- [Records of labeled boxes]
◇ ◇ ◇ ◇

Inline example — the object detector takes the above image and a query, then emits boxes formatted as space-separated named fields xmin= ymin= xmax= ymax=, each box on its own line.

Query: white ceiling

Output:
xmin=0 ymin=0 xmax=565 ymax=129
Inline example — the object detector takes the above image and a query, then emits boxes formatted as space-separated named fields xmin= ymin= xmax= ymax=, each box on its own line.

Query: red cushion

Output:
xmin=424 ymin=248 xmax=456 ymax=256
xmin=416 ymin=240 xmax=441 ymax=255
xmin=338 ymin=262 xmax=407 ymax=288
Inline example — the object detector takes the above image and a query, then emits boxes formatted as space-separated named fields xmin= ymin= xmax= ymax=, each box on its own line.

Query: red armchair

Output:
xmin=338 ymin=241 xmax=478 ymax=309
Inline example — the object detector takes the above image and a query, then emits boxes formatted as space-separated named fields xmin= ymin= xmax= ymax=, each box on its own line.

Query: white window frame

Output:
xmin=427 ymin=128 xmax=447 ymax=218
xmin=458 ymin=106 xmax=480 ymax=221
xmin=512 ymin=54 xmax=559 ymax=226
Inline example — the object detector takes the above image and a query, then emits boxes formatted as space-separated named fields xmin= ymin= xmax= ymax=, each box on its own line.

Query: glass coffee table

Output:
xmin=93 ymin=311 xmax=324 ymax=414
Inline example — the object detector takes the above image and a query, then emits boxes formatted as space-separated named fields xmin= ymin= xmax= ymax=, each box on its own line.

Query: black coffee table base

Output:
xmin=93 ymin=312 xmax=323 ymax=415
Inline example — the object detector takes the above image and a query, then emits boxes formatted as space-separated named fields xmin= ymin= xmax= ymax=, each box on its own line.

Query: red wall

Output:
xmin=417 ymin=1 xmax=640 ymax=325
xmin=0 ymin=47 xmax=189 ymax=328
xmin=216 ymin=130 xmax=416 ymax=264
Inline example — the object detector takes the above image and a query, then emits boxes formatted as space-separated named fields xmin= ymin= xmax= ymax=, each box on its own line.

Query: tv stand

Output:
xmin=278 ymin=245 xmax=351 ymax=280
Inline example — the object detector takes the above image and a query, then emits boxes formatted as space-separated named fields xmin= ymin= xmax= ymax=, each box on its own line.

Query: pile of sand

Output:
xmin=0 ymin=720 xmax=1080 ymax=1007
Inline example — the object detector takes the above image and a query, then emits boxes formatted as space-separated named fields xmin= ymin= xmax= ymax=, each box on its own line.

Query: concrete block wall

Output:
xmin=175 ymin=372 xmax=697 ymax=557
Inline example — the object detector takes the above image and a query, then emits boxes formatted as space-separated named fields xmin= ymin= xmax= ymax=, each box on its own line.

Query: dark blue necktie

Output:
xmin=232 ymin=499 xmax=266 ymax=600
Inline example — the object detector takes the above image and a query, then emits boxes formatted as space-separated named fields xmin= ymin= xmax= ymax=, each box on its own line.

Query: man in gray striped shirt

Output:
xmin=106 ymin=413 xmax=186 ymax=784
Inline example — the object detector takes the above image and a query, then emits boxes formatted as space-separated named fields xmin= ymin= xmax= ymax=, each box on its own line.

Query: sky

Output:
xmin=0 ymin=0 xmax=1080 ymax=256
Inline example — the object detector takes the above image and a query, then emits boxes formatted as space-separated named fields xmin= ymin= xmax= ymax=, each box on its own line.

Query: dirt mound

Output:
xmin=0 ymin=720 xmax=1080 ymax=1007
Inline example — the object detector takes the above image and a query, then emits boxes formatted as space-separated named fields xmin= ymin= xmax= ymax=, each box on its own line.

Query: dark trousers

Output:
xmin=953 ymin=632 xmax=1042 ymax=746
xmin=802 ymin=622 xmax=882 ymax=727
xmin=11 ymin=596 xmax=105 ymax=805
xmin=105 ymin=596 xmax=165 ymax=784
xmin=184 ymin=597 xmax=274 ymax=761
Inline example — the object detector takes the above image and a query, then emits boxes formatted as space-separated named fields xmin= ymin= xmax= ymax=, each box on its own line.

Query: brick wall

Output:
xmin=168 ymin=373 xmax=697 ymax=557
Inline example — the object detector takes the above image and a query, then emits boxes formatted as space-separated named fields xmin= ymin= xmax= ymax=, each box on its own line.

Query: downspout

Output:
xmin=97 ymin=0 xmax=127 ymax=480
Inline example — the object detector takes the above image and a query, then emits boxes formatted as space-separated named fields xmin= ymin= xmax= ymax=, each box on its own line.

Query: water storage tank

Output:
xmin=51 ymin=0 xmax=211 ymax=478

◇ ◇ ◇ ◇

- [EXERCISE INSTRUCTIONS] Reproduce all of the data above line for line, with no changes.

- [RESPONSE BELOW]
Inline example — the object detector takes the above image and a query, then emits boxes formatted as space-separated named fields xmin= ymin= xmax= ymax=, each box on its own line.

Query: white ceiling

Output:
xmin=0 ymin=0 xmax=565 ymax=129
Inline example — the object detector takes the above image and a query, then emits boxes formatted as space-separated named fields xmin= ymin= xmax= ymax=, each box on its own line.

Query: red cushion

Output:
xmin=424 ymin=248 xmax=456 ymax=256
xmin=416 ymin=240 xmax=441 ymax=255
xmin=338 ymin=262 xmax=407 ymax=288
Inline example — the object detector takes the above image and a query, then emits boxes formatted as space-separated named fields xmin= ymin= xmax= ymax=, each box on its own line.

Query: red armchair

Output:
xmin=338 ymin=241 xmax=478 ymax=309
Inline example — the object detector takes the above image and a query, then emits boxes formatted as space-separated named fields xmin= ymin= xmax= ymax=, each box on its own line.

Query: white window frame

Output:
xmin=427 ymin=128 xmax=447 ymax=218
xmin=458 ymin=106 xmax=480 ymax=221
xmin=512 ymin=54 xmax=559 ymax=226
Inline example — the object detector takes the above image and a query, then emits boxes formatted as space-separated named fields xmin= ymin= xmax= ymax=, each box on its own line.

Query: glass coffee table

Output:
xmin=93 ymin=311 xmax=324 ymax=414
Inline example — the object detector takes the above image and a query, then emits boxes formatted as space-separated named fields xmin= ymin= xmax= ymax=, each box on its own line.

Query: black coffee table base

Output:
xmin=93 ymin=312 xmax=323 ymax=415
Inline example — the object detector takes the above image and a query, then emits boxes formatted as space-separated named fields xmin= ymin= xmax= ymax=, each box on its own line.

Query: red wall

Output:
xmin=417 ymin=1 xmax=640 ymax=325
xmin=0 ymin=47 xmax=189 ymax=328
xmin=216 ymin=130 xmax=416 ymax=264
Inline example — the object detector takes the above image and a query, then emits boxes formatted as space-separated named fields xmin= ymin= xmax= ymax=, each box on its own line.

Query: tv stand

Output:
xmin=278 ymin=245 xmax=351 ymax=280
Inline example — the object detector takes the above image and a query, then emits boxes formatted as space-separated named fields xmin= ymin= xmax= ymax=, each box on its own line.

Query: pile of sand

Output:
xmin=0 ymin=720 xmax=1080 ymax=1007
Inline example — the object detector takes the above image and a query, then emits boxes formatted as space-separated named fields xmin= ymin= xmax= ymax=, each box on its own line.

Query: concrete block wall

Output:
xmin=175 ymin=372 xmax=697 ymax=557
Inline example — the object detector takes the above image and a query, then emits boxes formatted as space-separated named fields xmin= ymin= xmax= ymax=, each box on its own line.

Query: dark blue necktie

Output:
xmin=232 ymin=499 xmax=266 ymax=600
Inline example — the object detector takes the above image and a query, then emits boxes formatted as space-separated named fields xmin= ymin= xmax= ymax=, each box on its own line.

Query: man in gray striped shirt

Output:
xmin=106 ymin=413 xmax=186 ymax=784
Inline example — the object detector takes the above image and a query, then emits boxes formatted as space-separated named fields xmin= ymin= xmax= ymax=, each box on its own line.

Query: sky

Output:
xmin=0 ymin=0 xmax=1080 ymax=256
Inline example — the object detector takes the above image and a query, then emits boxes formatted as space-separated named fields xmin= ymin= xmax= ymax=, each box on its own line.

Query: dirt mound

Output:
xmin=0 ymin=720 xmax=1080 ymax=1007
Inline example — the object detector takes the above image and a query, then emits boxes formatted as space-separated named fields xmin= ymin= xmax= ymax=, each box on its own line.

Query: dark trousers

Output:
xmin=953 ymin=632 xmax=1042 ymax=746
xmin=802 ymin=622 xmax=882 ymax=727
xmin=11 ymin=596 xmax=105 ymax=805
xmin=105 ymin=596 xmax=165 ymax=784
xmin=184 ymin=597 xmax=274 ymax=761
Inline example — the object detector takes the above image and a query, then emits boxes formatted as space-separated named fields xmin= ymin= xmax= ymax=, each box on its own line.

Query: brick wall

Output:
xmin=168 ymin=373 xmax=697 ymax=557
Inline example — the object detector takes the above image and a query, then emits boxes formatted as space-separated named fields xmin= ymin= xmax= ymax=, each box on its own line.

Query: downspout

Output:
xmin=97 ymin=0 xmax=127 ymax=480
Inline example — the object detector takes the above image and a query, then emits boxes formatted as space-separated named fields xmin= ymin= xmax= ymax=, each box on its own line.

Query: water storage tank

Output:
xmin=51 ymin=0 xmax=211 ymax=478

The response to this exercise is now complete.